Natural language region descriptions
--- START ---

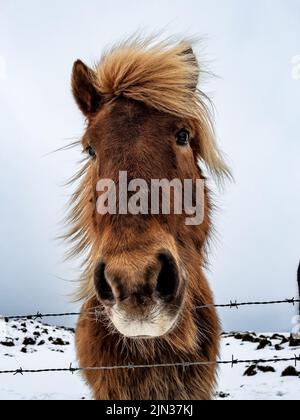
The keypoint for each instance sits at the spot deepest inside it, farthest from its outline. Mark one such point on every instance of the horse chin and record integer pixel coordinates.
(144, 329)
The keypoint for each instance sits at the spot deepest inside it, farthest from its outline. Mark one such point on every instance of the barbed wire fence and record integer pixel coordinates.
(233, 362)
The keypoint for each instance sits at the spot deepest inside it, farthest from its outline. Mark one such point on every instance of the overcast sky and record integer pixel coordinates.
(252, 47)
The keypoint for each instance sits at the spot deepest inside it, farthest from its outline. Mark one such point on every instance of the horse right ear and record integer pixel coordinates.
(86, 95)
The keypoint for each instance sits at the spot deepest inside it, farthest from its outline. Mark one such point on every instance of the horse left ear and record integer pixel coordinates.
(191, 58)
(86, 95)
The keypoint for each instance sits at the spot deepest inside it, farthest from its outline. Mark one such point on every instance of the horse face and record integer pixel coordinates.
(138, 274)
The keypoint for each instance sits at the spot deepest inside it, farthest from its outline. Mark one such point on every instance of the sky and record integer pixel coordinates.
(252, 47)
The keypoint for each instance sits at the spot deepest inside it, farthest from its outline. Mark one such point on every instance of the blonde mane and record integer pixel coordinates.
(163, 75)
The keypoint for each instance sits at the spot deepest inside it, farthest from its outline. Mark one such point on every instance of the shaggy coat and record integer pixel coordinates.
(135, 101)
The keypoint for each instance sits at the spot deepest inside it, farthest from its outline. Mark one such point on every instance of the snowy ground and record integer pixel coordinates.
(33, 345)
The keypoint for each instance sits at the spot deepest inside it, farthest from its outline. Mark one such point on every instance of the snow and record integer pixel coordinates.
(57, 350)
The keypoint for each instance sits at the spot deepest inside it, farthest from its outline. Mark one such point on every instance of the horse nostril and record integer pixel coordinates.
(103, 288)
(168, 279)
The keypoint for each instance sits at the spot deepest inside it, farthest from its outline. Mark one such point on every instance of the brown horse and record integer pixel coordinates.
(143, 278)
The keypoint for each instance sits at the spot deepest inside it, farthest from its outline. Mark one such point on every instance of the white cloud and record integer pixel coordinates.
(3, 68)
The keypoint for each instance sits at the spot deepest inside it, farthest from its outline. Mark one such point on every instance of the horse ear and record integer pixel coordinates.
(86, 95)
(192, 59)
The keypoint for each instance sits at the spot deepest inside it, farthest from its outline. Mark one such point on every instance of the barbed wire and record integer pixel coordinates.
(230, 305)
(233, 362)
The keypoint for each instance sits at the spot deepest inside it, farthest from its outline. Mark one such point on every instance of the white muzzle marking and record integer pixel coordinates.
(158, 326)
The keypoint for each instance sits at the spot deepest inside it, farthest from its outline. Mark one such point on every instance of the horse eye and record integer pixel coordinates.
(183, 137)
(91, 152)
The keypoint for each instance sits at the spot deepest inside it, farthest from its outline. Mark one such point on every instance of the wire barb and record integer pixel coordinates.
(233, 362)
(98, 314)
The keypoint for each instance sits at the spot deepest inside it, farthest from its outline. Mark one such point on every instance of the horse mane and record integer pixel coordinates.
(163, 75)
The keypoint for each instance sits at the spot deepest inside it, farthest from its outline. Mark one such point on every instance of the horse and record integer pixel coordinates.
(145, 299)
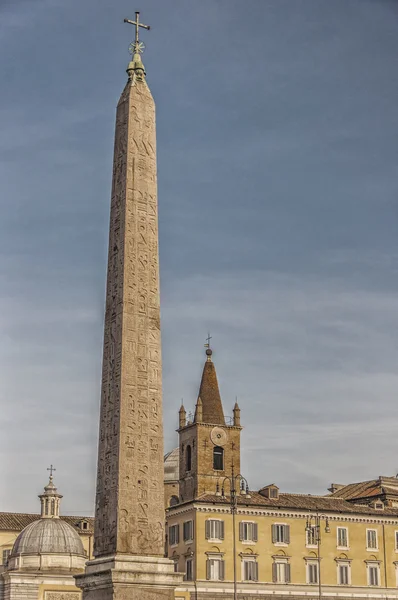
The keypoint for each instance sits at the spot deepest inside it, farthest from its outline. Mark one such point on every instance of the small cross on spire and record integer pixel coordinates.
(137, 47)
(209, 351)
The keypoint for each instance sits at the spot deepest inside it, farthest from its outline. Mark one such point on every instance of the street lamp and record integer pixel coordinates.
(316, 531)
(237, 483)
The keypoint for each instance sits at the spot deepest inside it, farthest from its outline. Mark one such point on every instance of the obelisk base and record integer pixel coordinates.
(129, 577)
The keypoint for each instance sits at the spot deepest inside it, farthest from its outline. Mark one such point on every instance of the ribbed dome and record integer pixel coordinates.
(47, 536)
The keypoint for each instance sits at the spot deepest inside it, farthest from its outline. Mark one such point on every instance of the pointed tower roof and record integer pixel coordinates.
(209, 393)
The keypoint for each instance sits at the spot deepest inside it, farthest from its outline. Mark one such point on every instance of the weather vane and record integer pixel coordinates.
(137, 47)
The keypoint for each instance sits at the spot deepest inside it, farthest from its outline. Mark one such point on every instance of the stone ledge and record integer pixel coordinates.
(129, 570)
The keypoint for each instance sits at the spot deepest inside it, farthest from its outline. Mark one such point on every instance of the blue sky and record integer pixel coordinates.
(277, 159)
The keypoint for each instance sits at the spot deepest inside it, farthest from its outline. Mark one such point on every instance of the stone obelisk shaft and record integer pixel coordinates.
(129, 515)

--- END ---

*Work to complete*. Reproduce exactly what appears from the line containing "blue sky and record integer pixel coordinates." down to the final line of the data.

*Result*.
The keypoint for each instance sits at the spot deepest inside it, farthest from its outline. Mark one such point on every instance of the blue sky and record integer pixel coordinates.
(277, 159)
The keypoint for each instance sits at the spot deepest inside it, farthest from its outline. Mark one such point on every instance of the stone obelisk shaft and record integer pixel coordinates.
(129, 515)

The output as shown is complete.